= Records for the task =
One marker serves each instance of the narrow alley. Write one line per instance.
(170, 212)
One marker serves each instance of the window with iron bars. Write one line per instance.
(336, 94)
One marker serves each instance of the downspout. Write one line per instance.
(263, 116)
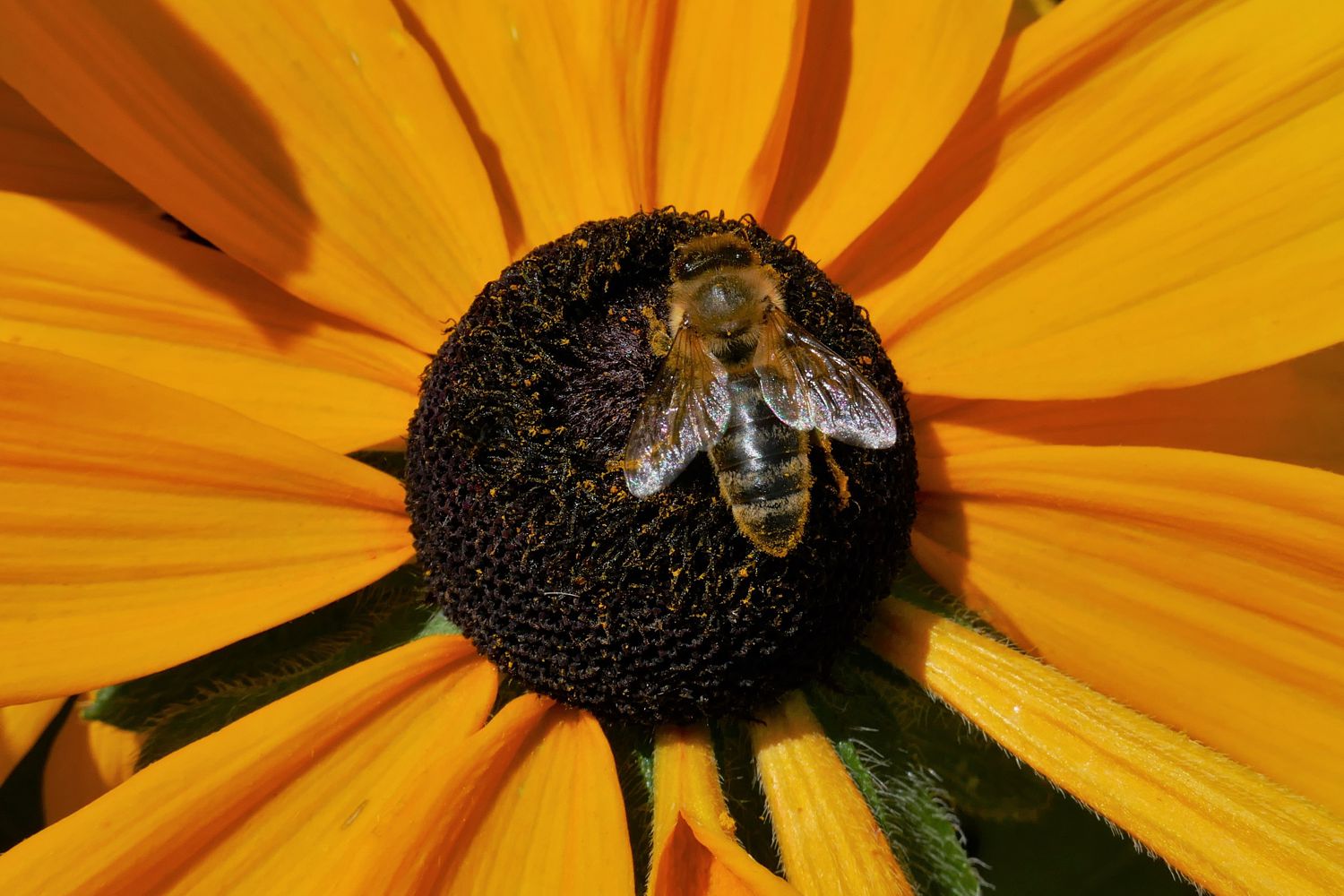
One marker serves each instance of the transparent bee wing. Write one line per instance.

= Given instruction =
Rewrite all the entries with "instance" swapped for "occurrence" and every other word left as it is. Don't include the pictures.

= Exercise solution =
One marker serves each occurrence of the narrow alley. Write one line per occurrence.
(170, 212)
One marker serves each occurrence of the window with iron bars. Write one line per occurrence.
(336, 94)
One marker serves each occurrence of the downspout. Write one line per occurrence.
(263, 116)
One marker serves each occurrence of the transparent bee wing. Write one line per occurrence.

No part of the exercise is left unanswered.